One more thing. Around where I live, you can get a really good tomato in the summer (usually, at least, weather cooperating). Sometimes they are so good you just bite into them like an apple. If you are a bit more patient, you can slice them and eat them with just a little bit of salt. Perfect, at least sometimes (like I said, weather cooperating - not all years are good).

Which reminds me of something else.... My boyfriend puts salt on canteloupe. I've tried it, and its good, but is this normal behavior??? 

RF


----------



## marmalady (Apr 19, 2001)

Yes, Rita, people do put salt on cantaloupe - and watermelon, too!


----------



## daveb (May 1, 2001)

Some years ago I dined in a restaurant in SOHO (NYC) where they wanted to put fresh-ground black pepper on the cantaloupe. With some trepidation I agreed. It was really pretty good.

Everyone on my dad's side of the family (from Iowa) salts watermelon.


----------



## mudbug (Dec 30, 1999)

shroomgirl,

It's the secret recipe.



Many people raised here who move away and come back to visit family always have to get their Springfield Cashew Chicken within 48 hours.

- [Records from a data collection]
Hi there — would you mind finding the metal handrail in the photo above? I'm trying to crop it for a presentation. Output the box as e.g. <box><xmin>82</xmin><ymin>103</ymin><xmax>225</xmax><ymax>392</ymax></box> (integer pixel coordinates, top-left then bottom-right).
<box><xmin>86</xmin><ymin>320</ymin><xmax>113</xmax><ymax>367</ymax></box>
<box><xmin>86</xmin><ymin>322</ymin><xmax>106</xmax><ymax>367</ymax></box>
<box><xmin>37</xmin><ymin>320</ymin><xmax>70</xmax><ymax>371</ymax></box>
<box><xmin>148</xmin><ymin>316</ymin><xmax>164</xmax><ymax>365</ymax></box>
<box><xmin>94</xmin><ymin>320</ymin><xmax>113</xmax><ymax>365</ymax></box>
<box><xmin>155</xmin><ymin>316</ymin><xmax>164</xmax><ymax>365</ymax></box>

- [TASKS AND EXERCISES]
A) Please translate this sentence from the forum thread on salting fruit into Spanish: "Everyone on my dad's side of the family (from Iowa) salts watermelon."
B) According to the forum thread on salting fruit, what did the restaurant in SOHO want to put on the cantaloupe?

- [RESULTS OF THE EXERCISE]
A) Todos los del lado de la familia de mi papá (de Iowa) le ponen sal a la sandía.

B) Fresh-ground black pepper.